Exercise aim - Output all of the records exactly, word for word.

Stored dataset items -
++++++

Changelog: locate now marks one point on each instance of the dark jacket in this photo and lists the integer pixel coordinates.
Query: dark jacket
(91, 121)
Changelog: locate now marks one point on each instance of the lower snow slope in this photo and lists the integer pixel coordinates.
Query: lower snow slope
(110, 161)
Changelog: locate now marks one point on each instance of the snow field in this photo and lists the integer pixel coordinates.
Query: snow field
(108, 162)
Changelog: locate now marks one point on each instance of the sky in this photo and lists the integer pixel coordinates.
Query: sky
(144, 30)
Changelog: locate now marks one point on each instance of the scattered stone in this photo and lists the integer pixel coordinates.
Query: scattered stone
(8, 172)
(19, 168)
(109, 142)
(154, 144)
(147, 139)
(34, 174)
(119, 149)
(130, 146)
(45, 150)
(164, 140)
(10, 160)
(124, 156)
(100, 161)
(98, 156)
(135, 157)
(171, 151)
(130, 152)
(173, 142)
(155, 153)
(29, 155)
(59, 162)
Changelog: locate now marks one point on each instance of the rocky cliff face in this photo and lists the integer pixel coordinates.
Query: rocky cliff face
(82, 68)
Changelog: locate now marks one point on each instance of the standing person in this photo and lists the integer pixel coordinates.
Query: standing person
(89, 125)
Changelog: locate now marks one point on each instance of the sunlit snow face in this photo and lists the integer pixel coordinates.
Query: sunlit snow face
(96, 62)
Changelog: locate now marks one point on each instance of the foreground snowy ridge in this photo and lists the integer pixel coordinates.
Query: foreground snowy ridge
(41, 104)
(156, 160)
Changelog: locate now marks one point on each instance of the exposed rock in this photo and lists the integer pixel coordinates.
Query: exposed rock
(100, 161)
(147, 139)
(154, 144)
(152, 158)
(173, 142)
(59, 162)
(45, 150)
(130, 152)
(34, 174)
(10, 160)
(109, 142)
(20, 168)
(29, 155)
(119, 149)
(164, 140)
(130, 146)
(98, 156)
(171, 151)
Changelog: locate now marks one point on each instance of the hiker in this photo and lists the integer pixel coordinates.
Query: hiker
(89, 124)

++++++

Response to this exercise -
Changelog: locate now marks one point on each instance of the dark jacket in this photo and lists the integer pixel coordinates.
Query: dark jacket
(91, 121)
Changelog: locate now marks one point on each instance of the lower snow slope in this photo and lists the integer pixel coordinates.
Query: lower snow slope
(110, 161)
Changelog: locate now marks one point on each instance of the snow field in this photo and lists the integer pixel coordinates.
Query: snow field
(108, 162)
Changelog: locate now marks one point on each instance of the sky in this photo and lists the integer pixel coordinates.
Query: sky
(144, 30)
Changelog: locate now marks one point on each instance of the scattered stone in this photo and lists the integer pixel coordinates.
Query: scattered stone
(8, 172)
(19, 168)
(109, 142)
(154, 144)
(147, 139)
(34, 174)
(119, 149)
(130, 146)
(45, 150)
(164, 140)
(10, 160)
(124, 156)
(100, 161)
(98, 156)
(135, 157)
(171, 151)
(130, 152)
(173, 142)
(155, 153)
(29, 155)
(59, 162)
Changelog: locate now marks one point on each instance of the rocky cliff face in this photo and lists the integer pixel coordinates.
Query: rocky cliff face
(82, 68)
Changelog: locate now marks one point on each instance of the standing person in this photo and lists the integer pixel coordinates.
Query: standing person
(89, 125)
Changelog: locate now marks one point on each instance of the sunlit snow face in this photo and lists the integer pixel coordinates.
Query: sunlit snow face
(96, 62)
Changelog: locate now marks one point on each instance of the foreground snowy ridge in this photo and lists the integer pixel coordinates.
Query: foreground snowy ridge
(41, 104)
(156, 160)
Changelog: locate now marks one point on each instance of the exposed rock in this photo and lists the integer pixel coordinates.
Query: exposed rock
(100, 161)
(147, 139)
(154, 144)
(152, 158)
(173, 142)
(59, 162)
(45, 150)
(130, 152)
(34, 174)
(10, 160)
(109, 142)
(20, 168)
(29, 155)
(119, 149)
(164, 140)
(130, 146)
(98, 156)
(171, 151)
Changelog: locate now marks one point on each instance of the hiker in this photo and lists the integer pixel coordinates.
Query: hiker
(89, 124)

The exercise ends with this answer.